In the records below, retype every line exactly, starting with the line that contains "segment dragonfly thorax" and continuing through the end of the records.

════════════════════

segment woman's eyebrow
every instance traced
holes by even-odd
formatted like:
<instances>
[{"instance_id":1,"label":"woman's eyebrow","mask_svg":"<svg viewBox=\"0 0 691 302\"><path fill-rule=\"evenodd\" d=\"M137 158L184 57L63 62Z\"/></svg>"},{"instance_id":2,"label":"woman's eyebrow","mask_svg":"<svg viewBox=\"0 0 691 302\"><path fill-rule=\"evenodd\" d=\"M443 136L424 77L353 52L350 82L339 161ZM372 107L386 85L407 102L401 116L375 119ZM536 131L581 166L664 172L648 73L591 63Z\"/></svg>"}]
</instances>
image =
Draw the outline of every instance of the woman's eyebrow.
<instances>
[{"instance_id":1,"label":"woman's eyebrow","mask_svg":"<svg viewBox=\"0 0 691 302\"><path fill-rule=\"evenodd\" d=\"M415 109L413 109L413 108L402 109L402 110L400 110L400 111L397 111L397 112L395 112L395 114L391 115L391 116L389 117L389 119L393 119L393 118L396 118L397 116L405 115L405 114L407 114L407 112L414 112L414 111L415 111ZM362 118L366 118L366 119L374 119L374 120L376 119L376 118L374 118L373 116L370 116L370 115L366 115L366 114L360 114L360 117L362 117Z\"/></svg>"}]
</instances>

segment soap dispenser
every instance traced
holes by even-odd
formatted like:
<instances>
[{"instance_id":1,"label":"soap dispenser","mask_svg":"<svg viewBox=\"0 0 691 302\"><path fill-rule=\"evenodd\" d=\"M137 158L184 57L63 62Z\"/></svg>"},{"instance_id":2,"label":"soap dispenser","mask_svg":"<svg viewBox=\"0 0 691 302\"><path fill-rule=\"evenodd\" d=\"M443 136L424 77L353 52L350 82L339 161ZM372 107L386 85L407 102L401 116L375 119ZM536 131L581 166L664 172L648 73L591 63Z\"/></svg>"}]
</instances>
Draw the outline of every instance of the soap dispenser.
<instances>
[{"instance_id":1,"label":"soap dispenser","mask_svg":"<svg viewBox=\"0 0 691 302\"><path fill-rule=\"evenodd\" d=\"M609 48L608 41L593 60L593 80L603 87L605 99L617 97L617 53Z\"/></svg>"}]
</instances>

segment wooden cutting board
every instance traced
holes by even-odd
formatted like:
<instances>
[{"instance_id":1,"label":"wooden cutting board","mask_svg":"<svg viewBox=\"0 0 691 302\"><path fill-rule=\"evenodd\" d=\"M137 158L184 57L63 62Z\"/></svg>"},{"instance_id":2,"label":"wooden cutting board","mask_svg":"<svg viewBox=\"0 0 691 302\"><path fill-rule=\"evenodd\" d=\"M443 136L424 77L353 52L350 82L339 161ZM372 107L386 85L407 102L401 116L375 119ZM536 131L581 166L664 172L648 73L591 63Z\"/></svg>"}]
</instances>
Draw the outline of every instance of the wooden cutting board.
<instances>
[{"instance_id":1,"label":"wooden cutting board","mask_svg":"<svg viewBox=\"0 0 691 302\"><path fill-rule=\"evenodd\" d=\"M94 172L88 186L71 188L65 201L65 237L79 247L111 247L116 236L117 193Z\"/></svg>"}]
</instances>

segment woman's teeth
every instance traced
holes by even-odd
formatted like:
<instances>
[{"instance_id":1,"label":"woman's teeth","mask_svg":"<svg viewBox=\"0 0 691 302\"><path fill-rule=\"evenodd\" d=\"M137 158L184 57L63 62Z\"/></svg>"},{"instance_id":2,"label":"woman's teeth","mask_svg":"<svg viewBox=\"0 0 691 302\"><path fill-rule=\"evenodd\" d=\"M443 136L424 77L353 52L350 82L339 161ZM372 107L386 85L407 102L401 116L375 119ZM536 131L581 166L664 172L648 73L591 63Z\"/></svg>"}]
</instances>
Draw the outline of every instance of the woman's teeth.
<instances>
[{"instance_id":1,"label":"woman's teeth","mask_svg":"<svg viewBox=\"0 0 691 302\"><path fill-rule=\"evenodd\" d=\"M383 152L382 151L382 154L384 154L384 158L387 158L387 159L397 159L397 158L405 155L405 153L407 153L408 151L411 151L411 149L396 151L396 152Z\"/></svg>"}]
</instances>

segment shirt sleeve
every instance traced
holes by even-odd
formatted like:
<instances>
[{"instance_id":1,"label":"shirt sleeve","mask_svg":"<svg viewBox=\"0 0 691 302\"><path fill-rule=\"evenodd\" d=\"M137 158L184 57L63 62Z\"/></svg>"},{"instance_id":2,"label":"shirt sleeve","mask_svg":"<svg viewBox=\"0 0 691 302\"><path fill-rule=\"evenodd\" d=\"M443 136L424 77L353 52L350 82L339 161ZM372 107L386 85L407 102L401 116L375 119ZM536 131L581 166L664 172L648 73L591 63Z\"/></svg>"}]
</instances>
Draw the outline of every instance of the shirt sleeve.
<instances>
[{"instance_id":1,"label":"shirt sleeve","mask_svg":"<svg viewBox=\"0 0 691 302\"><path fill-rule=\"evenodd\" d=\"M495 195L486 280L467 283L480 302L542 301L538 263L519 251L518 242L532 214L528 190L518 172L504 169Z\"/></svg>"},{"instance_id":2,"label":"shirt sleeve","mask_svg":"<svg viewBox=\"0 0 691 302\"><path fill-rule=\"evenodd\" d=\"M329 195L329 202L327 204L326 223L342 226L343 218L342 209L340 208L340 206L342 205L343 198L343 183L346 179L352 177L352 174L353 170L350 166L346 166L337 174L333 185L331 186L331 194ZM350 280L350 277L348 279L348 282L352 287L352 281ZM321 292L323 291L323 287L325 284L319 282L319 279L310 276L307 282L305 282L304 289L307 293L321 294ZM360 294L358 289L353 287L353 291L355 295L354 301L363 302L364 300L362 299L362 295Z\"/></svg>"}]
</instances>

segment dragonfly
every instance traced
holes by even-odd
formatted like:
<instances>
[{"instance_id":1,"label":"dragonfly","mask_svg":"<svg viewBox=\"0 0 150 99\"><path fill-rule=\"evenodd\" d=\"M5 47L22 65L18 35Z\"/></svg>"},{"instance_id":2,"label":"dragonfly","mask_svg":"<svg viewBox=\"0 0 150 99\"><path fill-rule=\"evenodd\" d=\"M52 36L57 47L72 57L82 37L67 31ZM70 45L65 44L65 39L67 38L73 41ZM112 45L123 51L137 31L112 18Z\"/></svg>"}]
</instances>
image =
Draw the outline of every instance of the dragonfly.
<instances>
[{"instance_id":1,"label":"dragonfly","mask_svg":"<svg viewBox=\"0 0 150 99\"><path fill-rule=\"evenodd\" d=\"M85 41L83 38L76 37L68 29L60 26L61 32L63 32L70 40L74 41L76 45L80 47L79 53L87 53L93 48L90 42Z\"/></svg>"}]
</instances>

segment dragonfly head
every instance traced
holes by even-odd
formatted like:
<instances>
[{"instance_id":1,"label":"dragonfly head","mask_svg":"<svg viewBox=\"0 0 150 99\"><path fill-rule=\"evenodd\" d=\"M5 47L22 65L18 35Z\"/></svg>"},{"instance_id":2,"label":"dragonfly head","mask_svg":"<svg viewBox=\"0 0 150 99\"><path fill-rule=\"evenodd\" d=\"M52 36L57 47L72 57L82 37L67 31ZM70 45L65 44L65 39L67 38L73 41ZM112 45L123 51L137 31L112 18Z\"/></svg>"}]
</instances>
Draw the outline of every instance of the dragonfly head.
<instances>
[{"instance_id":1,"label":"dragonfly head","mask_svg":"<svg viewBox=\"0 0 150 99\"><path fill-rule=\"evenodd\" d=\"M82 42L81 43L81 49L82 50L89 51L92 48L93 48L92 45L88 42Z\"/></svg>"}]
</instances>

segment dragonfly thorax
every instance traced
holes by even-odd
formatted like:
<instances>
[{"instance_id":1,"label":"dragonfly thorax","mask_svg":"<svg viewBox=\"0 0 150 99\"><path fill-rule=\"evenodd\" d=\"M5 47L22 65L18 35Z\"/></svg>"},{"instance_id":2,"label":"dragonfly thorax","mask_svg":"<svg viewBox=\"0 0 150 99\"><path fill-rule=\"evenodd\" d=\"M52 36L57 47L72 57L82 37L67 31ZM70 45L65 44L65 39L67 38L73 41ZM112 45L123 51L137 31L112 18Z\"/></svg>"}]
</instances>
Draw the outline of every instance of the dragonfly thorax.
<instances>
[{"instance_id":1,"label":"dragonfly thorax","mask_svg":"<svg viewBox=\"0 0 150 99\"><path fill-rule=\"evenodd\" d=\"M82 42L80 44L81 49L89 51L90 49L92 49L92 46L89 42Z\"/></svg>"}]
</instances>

════════════════════

Output of the task
segment dragonfly thorax
every instance traced
holes by even-odd
formatted like:
<instances>
[{"instance_id":1,"label":"dragonfly thorax","mask_svg":"<svg viewBox=\"0 0 150 99\"><path fill-rule=\"evenodd\" d=\"M5 47L22 65L18 35Z\"/></svg>"},{"instance_id":2,"label":"dragonfly thorax","mask_svg":"<svg viewBox=\"0 0 150 99\"><path fill-rule=\"evenodd\" d=\"M52 36L57 47L72 57L82 37L67 31ZM70 45L65 44L65 39L67 38L73 41ZM112 45L123 51L137 31L112 18Z\"/></svg>"}]
</instances>
Draw the outline of every instance of the dragonfly thorax.
<instances>
[{"instance_id":1,"label":"dragonfly thorax","mask_svg":"<svg viewBox=\"0 0 150 99\"><path fill-rule=\"evenodd\" d=\"M82 42L80 44L81 49L89 51L90 49L92 49L92 46L89 42Z\"/></svg>"}]
</instances>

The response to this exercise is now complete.